- _Stated exercise_
Could you gather every line in the data below that contains the word "thick" and copy each of those lines out in full?

━━━ Data provided

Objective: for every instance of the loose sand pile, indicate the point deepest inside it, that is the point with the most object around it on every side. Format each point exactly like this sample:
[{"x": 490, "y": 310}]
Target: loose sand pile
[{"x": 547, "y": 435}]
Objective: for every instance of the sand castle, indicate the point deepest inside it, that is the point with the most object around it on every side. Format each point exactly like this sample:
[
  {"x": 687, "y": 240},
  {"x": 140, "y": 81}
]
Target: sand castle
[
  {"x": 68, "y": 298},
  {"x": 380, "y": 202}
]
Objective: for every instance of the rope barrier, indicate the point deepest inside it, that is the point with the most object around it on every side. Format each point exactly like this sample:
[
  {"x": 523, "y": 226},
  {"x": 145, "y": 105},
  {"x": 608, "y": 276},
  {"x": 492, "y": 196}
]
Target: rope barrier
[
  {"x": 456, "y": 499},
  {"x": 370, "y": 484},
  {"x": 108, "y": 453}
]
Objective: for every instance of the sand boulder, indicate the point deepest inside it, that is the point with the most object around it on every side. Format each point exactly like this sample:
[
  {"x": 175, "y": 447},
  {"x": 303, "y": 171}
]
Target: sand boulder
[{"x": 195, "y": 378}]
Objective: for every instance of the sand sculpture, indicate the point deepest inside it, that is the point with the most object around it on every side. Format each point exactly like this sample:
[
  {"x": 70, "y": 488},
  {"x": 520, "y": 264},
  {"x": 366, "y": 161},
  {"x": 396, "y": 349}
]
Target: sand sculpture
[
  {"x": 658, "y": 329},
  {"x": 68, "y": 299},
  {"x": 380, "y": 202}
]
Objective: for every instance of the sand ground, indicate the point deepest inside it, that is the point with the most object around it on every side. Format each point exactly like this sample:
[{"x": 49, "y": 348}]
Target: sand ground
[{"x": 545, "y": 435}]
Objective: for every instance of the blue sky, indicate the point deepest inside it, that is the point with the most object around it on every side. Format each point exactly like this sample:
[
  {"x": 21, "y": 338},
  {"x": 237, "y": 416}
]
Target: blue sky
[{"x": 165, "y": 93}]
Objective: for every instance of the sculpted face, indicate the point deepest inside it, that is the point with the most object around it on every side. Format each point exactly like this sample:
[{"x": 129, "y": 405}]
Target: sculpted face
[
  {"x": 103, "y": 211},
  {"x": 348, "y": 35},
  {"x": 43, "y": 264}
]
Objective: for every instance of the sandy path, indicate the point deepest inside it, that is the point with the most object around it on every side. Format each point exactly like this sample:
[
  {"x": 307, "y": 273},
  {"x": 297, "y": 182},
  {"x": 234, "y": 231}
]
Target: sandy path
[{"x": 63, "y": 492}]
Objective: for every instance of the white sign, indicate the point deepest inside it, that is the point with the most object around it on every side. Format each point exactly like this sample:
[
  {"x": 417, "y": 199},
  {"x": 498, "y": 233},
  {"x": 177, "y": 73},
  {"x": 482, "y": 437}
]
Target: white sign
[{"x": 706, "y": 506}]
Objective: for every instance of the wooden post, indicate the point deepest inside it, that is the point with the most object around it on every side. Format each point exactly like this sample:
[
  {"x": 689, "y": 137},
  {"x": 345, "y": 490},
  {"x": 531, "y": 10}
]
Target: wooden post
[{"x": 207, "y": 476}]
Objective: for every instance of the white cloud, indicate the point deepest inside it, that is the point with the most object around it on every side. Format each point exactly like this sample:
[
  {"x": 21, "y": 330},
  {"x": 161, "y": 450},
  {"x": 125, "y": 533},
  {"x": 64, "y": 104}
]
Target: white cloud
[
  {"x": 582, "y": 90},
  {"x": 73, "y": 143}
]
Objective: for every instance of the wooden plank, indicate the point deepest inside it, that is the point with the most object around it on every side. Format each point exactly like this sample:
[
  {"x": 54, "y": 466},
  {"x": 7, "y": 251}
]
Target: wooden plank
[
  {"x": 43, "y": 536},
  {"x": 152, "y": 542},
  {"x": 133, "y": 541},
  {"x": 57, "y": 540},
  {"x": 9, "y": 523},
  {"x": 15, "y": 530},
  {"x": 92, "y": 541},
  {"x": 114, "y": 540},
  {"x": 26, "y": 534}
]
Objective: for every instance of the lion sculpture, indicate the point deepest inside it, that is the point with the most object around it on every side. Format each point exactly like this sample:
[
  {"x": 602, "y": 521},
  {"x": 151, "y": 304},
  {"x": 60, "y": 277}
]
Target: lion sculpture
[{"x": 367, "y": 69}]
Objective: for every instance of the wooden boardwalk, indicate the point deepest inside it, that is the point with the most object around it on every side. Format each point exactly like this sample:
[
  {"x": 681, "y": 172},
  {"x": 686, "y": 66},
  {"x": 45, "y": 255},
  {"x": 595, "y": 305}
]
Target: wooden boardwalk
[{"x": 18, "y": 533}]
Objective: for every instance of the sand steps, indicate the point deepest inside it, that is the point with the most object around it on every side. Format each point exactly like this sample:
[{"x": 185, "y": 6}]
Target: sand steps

━━━━━━
━━━ Data provided

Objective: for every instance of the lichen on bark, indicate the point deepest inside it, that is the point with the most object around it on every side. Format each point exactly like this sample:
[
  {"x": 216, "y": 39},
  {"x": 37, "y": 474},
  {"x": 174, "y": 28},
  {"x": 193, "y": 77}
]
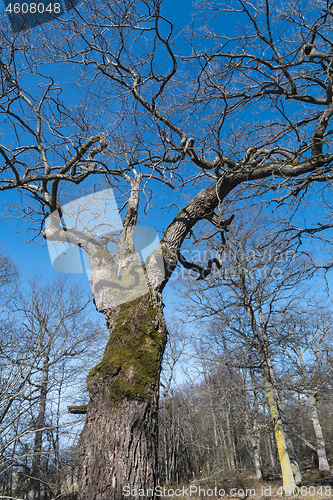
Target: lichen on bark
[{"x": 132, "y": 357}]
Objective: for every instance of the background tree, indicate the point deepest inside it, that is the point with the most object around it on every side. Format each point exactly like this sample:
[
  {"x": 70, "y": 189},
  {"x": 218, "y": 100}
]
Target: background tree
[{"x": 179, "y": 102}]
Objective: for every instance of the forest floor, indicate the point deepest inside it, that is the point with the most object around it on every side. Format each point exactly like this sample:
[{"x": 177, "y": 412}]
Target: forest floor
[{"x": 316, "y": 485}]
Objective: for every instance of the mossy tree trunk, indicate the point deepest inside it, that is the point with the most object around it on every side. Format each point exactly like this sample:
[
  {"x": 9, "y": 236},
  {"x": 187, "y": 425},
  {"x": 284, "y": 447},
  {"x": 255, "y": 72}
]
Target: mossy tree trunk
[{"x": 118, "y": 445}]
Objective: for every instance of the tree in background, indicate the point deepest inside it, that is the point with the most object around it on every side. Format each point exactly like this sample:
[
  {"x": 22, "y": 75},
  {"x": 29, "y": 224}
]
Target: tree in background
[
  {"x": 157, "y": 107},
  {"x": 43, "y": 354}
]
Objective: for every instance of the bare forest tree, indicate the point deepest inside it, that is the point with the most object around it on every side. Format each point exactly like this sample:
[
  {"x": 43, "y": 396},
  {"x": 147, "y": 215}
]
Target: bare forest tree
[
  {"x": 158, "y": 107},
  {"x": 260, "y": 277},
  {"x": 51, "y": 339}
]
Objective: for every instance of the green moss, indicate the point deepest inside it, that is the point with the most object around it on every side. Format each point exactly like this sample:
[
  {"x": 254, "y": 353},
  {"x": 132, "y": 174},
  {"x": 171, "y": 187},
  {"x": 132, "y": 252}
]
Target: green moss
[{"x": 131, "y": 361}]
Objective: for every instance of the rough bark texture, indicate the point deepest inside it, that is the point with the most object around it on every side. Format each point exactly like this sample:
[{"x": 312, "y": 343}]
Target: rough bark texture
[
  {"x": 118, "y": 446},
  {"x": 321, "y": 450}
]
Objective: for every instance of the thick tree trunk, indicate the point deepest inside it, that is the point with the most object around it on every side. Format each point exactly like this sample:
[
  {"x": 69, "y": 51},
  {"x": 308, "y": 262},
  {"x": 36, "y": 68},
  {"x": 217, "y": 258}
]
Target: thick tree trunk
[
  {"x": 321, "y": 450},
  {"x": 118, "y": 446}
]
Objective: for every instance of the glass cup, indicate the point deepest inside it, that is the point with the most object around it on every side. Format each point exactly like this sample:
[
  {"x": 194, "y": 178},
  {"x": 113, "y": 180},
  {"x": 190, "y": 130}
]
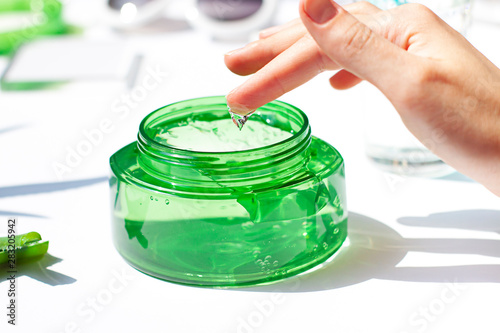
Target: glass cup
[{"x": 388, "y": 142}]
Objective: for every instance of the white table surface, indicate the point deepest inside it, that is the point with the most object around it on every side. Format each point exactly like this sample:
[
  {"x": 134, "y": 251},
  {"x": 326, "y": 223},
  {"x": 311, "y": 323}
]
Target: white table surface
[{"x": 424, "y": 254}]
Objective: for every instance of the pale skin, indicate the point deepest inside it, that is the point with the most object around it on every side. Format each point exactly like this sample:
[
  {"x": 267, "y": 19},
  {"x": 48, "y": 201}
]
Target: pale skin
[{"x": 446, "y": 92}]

━━━━━━

- _Exercise solution_
Objective: for every instance of the thick tree trunk, indicate the point deepest inside it, that is the point with the most object around it on every side. Format each point exactly like this sample:
Target: thick tree trunk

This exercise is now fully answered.